● **EXERCISE AIM**
Skip every picture and copy only the lines from the one containing "Annotation task — pin every instance of the shoreline" to the final line of the records below.

Lines of data:

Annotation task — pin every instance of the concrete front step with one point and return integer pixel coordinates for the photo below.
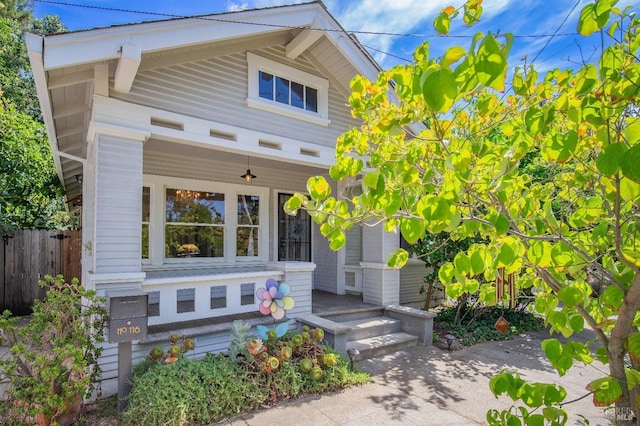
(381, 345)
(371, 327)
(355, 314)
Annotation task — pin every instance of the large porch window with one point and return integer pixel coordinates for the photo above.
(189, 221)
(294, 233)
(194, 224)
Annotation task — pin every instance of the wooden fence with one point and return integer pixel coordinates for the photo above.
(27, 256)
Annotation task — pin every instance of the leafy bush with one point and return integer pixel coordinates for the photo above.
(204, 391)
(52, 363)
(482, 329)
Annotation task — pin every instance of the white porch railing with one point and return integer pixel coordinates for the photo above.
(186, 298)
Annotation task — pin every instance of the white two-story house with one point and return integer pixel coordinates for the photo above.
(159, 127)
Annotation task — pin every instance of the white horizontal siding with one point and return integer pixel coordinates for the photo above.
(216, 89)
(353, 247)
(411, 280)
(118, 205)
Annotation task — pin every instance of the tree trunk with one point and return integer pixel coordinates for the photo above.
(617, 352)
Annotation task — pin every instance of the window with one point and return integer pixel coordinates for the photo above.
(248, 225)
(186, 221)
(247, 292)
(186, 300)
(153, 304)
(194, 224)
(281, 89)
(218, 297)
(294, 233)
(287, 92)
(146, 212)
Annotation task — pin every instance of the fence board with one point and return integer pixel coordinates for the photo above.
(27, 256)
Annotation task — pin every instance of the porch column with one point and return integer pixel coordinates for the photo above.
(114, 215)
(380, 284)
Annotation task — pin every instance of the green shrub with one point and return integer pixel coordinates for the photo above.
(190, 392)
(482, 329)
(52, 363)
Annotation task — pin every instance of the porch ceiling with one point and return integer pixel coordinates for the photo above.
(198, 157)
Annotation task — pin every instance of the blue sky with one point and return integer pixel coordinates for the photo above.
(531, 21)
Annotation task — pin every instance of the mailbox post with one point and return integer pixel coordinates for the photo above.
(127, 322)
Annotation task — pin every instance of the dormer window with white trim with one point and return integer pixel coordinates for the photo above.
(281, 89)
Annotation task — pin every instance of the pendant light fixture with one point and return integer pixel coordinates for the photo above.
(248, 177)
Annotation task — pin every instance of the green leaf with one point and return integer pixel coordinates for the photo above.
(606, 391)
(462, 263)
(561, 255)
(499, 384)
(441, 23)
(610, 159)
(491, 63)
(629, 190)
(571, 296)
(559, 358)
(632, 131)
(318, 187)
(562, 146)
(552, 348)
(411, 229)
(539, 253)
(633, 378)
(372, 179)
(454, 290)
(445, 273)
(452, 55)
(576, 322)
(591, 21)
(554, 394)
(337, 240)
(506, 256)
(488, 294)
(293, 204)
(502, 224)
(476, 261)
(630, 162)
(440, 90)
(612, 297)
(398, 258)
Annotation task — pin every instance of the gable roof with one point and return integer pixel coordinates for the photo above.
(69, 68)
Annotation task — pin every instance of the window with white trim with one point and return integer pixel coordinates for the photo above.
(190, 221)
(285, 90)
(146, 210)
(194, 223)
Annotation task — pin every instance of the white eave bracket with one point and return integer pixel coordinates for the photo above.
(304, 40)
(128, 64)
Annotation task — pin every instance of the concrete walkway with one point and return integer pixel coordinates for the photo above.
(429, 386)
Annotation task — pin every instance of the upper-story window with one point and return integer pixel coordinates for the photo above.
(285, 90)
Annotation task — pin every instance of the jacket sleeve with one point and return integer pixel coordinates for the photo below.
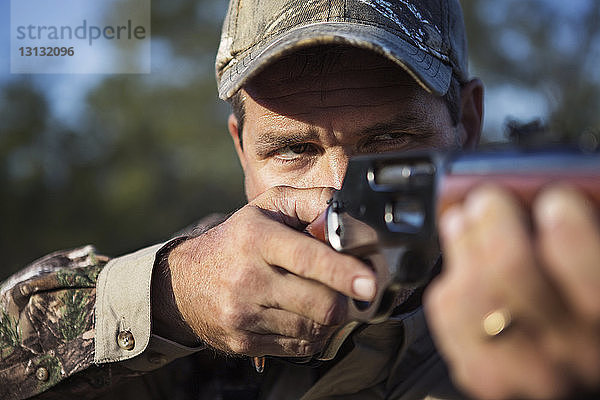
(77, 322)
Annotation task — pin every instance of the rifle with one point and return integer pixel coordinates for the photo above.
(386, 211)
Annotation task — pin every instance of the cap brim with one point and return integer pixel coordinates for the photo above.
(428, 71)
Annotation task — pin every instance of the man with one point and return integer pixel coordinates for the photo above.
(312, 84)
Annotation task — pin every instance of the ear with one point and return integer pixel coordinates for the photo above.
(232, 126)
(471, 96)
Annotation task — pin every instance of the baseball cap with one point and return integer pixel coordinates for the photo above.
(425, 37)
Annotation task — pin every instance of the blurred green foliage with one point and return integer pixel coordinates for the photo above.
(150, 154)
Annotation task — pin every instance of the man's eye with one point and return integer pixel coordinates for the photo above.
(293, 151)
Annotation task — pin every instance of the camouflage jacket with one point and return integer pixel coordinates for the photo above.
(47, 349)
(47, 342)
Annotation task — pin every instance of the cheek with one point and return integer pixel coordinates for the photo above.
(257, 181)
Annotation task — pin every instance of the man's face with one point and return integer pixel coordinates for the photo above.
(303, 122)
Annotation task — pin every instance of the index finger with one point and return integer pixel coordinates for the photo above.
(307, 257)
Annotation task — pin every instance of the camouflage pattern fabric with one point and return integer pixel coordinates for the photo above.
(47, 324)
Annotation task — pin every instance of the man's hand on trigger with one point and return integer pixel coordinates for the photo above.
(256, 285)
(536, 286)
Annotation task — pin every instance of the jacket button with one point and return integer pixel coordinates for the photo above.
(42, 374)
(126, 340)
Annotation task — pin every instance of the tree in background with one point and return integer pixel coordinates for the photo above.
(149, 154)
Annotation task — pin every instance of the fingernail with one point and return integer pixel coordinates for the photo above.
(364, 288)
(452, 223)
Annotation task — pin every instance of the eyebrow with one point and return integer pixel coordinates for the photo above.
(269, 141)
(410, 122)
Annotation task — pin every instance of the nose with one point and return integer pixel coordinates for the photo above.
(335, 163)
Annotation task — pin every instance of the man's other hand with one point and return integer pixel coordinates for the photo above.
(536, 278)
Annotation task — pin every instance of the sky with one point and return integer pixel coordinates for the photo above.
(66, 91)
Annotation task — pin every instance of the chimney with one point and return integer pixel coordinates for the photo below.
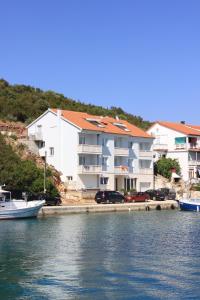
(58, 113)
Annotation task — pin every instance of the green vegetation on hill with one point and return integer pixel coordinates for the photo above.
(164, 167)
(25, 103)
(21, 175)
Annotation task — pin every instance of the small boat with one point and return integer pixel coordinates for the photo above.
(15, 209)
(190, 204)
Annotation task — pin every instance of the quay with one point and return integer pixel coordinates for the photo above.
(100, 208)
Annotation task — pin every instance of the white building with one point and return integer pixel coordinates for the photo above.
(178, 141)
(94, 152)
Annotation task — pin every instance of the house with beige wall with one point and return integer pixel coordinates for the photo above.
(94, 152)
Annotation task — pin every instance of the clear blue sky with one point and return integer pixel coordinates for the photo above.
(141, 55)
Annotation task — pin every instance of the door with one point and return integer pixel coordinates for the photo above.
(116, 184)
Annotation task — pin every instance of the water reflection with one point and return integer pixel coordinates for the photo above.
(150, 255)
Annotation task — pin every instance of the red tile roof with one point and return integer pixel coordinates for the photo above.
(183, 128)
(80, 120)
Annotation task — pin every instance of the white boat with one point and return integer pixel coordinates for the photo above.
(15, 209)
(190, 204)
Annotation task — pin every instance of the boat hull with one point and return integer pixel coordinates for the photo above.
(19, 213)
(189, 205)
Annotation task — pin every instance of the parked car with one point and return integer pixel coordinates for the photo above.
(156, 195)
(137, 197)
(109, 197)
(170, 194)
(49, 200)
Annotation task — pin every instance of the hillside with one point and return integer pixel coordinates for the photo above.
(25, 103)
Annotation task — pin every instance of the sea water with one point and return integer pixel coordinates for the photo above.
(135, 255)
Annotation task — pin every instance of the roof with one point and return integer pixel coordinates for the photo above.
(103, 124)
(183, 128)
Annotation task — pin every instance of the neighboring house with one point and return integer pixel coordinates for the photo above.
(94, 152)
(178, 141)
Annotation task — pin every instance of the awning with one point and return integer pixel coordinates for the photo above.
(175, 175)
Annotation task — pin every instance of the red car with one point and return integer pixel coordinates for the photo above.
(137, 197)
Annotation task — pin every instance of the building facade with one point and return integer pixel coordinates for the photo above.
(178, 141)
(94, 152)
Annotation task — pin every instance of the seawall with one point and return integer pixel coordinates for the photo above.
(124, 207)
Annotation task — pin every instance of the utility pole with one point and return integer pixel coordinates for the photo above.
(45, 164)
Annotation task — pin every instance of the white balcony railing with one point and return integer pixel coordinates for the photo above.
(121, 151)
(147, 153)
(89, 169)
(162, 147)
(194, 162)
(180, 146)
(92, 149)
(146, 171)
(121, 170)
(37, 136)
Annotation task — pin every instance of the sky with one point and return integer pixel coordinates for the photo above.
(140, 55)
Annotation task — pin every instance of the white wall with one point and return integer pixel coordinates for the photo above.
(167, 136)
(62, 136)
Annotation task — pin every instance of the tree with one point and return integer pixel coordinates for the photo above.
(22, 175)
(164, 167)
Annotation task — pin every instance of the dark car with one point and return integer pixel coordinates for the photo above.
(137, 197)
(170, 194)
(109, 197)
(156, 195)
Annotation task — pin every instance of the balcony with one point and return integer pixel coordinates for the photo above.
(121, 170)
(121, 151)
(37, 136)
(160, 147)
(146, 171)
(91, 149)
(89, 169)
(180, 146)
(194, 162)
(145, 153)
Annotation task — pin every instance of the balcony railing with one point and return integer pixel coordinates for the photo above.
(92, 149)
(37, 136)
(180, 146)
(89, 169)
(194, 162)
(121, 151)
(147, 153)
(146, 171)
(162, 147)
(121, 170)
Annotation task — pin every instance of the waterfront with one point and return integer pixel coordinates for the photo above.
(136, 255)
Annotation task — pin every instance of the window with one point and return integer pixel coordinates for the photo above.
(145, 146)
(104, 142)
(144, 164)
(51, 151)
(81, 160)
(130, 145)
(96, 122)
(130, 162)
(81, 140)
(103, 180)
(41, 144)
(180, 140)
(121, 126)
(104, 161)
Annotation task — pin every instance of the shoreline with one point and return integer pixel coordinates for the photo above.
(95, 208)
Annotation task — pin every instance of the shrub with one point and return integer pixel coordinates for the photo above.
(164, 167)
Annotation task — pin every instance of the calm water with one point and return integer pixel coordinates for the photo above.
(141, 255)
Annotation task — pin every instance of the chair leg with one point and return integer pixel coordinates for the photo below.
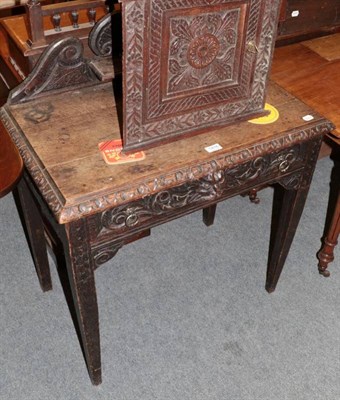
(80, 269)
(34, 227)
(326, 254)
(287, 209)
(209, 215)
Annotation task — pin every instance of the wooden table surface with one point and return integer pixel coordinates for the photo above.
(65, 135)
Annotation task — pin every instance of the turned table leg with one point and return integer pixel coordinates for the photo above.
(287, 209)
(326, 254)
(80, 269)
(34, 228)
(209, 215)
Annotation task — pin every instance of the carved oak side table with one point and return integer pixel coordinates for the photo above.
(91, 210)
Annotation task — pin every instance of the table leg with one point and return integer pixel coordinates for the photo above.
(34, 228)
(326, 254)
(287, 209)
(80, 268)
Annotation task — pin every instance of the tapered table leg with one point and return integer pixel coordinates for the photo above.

● **THE OUTPUT**
Annotation task — pin every instance of the shoreline with one point and return integer pixel coordinates for the photo above.
(95, 208)
Annotation task — pin every instance of the shrub with one point and return integer pixel coordinates for the photo above.
(164, 167)
Annotation task — pin every instance of the calm water with one point and return integer pixel coordinates for the photo above.
(141, 255)
Annotation task — pin every instance of the chair leg with one point and return integer pixel coordinates for the photo below.
(80, 269)
(34, 227)
(326, 254)
(287, 209)
(209, 215)
Annotation task — pin every instance of the wooden table surface with one point and return integer pixel coordinates for the photo above.
(65, 135)
Annotation task — pin every instance of the turned table leg with one point and return integer pixel coordinates for the photo above.
(287, 209)
(326, 254)
(80, 269)
(34, 228)
(209, 215)
Annotation task — pin every instance of the carved oak side table with one point and return integer pixel coordinates for the photo above.
(91, 210)
Annotation task — pin every instance of the table leg with one point and return integer pixel coordinates for the photo above.
(34, 228)
(326, 254)
(287, 209)
(80, 268)
Annotation task — pin every instance of the tapered table leg with one point and return integer pixel coordinates for the photo above.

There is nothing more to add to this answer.